Having found the line that contains "Would you mind pointing at the white cloud", please retype only it and every line after it up to the end of the entries, exactly as written.

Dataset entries

————

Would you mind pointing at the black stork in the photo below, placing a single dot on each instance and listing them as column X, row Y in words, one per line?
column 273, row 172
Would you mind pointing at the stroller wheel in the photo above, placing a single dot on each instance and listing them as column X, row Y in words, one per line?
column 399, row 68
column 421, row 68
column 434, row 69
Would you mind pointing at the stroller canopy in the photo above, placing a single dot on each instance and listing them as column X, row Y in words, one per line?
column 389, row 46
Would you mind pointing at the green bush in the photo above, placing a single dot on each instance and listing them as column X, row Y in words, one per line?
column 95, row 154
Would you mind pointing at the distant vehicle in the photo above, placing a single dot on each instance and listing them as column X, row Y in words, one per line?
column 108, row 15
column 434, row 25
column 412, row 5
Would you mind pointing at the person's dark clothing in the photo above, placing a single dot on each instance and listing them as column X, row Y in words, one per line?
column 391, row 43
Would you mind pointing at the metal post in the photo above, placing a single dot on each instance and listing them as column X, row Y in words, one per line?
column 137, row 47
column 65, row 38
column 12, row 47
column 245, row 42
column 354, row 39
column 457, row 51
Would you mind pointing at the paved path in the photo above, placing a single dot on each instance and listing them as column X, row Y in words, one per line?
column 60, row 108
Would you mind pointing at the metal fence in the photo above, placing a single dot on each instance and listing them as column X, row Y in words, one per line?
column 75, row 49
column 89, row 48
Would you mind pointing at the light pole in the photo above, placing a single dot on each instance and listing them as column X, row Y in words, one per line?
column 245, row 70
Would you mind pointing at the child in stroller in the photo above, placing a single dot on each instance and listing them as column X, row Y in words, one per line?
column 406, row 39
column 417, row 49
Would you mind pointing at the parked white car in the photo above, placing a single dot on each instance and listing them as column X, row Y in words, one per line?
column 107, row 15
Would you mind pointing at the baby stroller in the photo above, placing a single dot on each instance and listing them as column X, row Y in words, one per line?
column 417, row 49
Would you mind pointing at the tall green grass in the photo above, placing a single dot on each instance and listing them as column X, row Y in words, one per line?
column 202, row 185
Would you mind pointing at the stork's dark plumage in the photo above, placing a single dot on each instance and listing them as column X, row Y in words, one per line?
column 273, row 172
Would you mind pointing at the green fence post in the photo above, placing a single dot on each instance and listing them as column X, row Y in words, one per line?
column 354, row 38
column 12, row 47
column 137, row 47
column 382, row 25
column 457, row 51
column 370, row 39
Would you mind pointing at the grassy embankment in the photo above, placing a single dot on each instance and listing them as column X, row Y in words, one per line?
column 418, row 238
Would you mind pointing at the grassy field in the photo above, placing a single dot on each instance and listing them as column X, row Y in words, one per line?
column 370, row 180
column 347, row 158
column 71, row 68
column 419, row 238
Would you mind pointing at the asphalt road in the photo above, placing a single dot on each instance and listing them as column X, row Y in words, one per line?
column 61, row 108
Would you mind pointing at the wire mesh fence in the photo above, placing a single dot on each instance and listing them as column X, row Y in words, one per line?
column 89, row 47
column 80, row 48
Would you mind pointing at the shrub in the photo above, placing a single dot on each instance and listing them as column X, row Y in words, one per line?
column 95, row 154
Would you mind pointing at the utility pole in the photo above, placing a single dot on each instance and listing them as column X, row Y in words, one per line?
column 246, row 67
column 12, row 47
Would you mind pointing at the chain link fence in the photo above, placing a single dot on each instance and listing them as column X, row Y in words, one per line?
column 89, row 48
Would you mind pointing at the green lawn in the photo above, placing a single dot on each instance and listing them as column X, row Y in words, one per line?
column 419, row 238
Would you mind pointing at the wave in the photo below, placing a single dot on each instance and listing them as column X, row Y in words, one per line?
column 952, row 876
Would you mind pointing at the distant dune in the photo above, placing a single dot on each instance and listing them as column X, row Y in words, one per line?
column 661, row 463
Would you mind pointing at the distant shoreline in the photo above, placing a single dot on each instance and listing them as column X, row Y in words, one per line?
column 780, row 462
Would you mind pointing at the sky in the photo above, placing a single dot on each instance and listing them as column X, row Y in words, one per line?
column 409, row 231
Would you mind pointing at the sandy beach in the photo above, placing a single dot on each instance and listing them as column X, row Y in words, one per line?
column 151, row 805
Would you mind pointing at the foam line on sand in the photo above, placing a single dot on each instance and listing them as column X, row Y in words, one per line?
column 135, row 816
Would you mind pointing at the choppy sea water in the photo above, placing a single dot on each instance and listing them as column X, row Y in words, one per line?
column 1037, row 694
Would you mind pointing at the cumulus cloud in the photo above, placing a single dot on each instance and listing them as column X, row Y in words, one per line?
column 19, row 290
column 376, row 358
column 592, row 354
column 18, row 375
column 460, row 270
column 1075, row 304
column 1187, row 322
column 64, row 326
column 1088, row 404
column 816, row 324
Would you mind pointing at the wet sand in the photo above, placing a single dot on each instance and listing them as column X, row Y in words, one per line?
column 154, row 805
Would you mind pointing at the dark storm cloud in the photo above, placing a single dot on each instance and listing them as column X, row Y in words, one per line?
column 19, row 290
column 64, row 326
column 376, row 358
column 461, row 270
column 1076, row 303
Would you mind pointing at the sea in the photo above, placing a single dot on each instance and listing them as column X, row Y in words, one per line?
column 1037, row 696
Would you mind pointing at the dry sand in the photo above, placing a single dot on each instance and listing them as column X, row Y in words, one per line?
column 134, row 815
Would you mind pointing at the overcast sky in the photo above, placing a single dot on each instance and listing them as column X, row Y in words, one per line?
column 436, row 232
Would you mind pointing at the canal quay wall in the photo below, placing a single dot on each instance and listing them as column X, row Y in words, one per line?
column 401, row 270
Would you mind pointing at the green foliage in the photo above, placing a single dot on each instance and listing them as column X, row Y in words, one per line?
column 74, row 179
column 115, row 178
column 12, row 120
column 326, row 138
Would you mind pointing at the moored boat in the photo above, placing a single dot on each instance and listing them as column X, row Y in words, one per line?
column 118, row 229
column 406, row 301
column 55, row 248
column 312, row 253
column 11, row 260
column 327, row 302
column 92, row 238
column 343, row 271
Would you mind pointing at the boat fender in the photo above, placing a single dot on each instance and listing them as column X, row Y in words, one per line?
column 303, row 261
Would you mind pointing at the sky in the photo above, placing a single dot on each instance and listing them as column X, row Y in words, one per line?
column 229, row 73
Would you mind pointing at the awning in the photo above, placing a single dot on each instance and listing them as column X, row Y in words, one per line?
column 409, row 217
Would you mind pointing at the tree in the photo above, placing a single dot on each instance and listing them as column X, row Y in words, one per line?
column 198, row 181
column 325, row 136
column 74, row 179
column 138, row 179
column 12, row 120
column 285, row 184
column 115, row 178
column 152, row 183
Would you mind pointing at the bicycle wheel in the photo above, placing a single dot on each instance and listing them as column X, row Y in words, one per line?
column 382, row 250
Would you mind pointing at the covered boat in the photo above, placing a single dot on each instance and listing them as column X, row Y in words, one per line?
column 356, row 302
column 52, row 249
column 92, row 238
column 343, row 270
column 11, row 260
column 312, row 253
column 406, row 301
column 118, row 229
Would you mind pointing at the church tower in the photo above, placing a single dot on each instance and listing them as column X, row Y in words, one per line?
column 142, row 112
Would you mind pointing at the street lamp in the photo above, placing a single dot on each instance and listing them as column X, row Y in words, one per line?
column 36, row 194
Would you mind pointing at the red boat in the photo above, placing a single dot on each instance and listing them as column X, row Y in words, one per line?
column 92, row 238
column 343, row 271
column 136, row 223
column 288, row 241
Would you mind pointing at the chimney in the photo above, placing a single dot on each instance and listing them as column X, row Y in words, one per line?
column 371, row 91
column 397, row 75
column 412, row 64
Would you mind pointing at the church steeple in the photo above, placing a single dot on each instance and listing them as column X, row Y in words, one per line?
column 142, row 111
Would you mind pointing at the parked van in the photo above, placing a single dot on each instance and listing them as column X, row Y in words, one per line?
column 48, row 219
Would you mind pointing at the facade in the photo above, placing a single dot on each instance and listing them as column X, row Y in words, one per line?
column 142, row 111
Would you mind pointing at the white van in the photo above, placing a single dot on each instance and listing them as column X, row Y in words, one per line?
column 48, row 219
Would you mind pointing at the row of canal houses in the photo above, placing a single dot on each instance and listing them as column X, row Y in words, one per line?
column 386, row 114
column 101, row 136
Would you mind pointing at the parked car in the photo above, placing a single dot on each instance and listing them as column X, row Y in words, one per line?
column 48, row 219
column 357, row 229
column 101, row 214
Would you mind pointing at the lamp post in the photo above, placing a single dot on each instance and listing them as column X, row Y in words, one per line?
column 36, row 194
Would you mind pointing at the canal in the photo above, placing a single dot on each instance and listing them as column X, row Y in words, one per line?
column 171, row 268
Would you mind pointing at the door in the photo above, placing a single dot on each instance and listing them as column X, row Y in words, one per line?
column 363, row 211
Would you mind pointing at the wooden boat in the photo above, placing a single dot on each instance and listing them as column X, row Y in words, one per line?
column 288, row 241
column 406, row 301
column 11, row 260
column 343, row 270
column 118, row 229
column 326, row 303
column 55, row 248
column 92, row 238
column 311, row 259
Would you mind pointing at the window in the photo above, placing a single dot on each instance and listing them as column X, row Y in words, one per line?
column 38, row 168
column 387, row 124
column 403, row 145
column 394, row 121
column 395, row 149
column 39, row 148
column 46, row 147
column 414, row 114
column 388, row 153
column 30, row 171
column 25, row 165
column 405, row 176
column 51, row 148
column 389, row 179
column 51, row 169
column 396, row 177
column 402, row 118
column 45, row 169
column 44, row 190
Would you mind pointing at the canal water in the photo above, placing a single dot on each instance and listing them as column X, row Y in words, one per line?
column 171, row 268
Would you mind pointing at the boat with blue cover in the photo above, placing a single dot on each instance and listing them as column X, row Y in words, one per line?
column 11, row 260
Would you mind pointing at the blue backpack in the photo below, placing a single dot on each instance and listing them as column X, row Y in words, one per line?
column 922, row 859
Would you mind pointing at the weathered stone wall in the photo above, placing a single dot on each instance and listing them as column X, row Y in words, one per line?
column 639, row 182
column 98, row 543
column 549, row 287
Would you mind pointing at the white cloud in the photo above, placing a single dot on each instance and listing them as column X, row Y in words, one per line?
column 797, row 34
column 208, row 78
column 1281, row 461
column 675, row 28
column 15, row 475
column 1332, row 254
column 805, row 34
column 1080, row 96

————

Output for this task
Would you mind pointing at the white cloud in the photo above, placing a single dot on each instance and listing them as column X, row Y in words, one per line?
column 797, row 34
column 208, row 78
column 1281, row 461
column 675, row 28
column 15, row 475
column 1332, row 254
column 805, row 34
column 1080, row 96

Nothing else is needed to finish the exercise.